Source text:
◆ ◆ ◆

Chickens are infected with WNV through bites from mosquitoes carrying the virus. The birds are used as “sentinels” to detect when the virus is present in mosquitoes as a warning for humans, horses and other animals, explained the Utah Health Department.
Testing of sentinel chickens, dead birds and mosquitoes will continue statewide, added the health department. However, tracking and monitoring resources may be shifted to look for the virus in other areas of the state.
To date, 14 people, nine horses, 262 chickens, 98 dead birds and thousands of mosquitoes have been tested for West Nile virus at locations across Utah. Only the chickens in the Carbon area along with the horses in Emery and Uintah counties have tested positive.
It is important to continue vaccinating horses against WNV, stressed the public health officials. Mosquito abatement efforts will continue statewide and increase in areas where the virus has been found.
Since people can become infected with West Nile virus through mosquito bites, Carbon County residents should follow several protective measures. The preventative practices include:
•Mosquitoes carrying the virus are most active from dusk to dawn. Therefore, people should take precautions to prevent mosquito bites during the peak activity period.
•Individuals venturing outdoors should apply insect repellent with DEET (N, N-diethyl-m-toluaide).
Repellents containing DEET at 30 percent to 35 percent concentration are recommended for adults. Repellents with 10 percent or less DEET are recommended for children for 2 to 12 years of age. Repellents should not be used on children younger than the age of 2.

◆ ◆ ◆

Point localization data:
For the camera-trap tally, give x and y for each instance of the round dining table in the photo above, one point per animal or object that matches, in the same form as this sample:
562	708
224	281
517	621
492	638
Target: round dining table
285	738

◆ ◆ ◆

Activity 1:
According to the West Nile virus article, in which counties did horses test positive?
Activity 2:
Edit the West Nile virus article by writing out the stretch from "To date, 14" through "peak activity period." again, with "dusk" changed to "sunset".
Activity 3:
Continue the West Nile virus article from the point where it stops.

Written response 1:
Emery and Uintah counties.

Written response 2:
To date, 14 people, nine horses, 262 chickens, 98 dead birds and thousands of mosquitoes have been tested for West Nile virus at locations across Utah. Only the chickens in the Carbon area along with the horses in Emery and Uintah counties have tested positive.
It is important to continue vaccinating horses against WNV, stressed the public health officials. Mosquito abatement efforts will continue statewide and increase in areas where the virus has been found.
Since people can become infected with West Nile virus through mosquito bites, Carbon County residents should follow several protective measures. The preventative practices include:
•Mosquitoes carrying the virus are most active from sunset to dawn. Therefore, people should take precautions to prevent mosquito bites during the peak activity period.

Written response 3:
•People should take cover when possible.
Individuals should wear light-colored long pants and long-sleeved shirts. Mosquito netting should be used when sleeping outdoors and when people gather in unscreened structures. Netting is also be used to protect small babies.
•Local residents should make sure screen doors and window screens are in good condition. Small holes are large enough to allow mosquitoes to enter a dwelling.
People should eliminate places for mosquitoes to reproduce, especially standing water sources around private residences.
Examples include standing water in old tires, cans, poorly kept swimming pools, toys and wheelbarrows.
Water that is kept outside for specific reasons like for pets and birdbaths needs to be changed at least once every two to three days.
Clean rain gutters once a year.
Aerate ornamental ponds or contact your local mosquito abatement district about pond treatment.
Maintain swimming pools properly or drain them.
WNV can be a very serious disease, which can result in death. Even in areas affected by WNV, most mosquitos do not carry the virus therefore the risk of being infected from a single mosquito bite is very low. Infected mosquitoes do not look or behave differently from mosquitoes that are not infected. If a person is bitten by an infected mosquito and becomes infected, four out of five people will not develop any symptoms of the disease, and only about 1 in 150 will become seriously ill. However, it’s still important to prevent mosquito bites since WNV can cause a serious illness, especially in persons over 50 years of age or with weak immune systems. People with serious West Nile disease have a high fever, fatigue, and headache and many become confused, have seizures, go into a coma, or rarely die. There is no specific treatment or human vaccine in WNV.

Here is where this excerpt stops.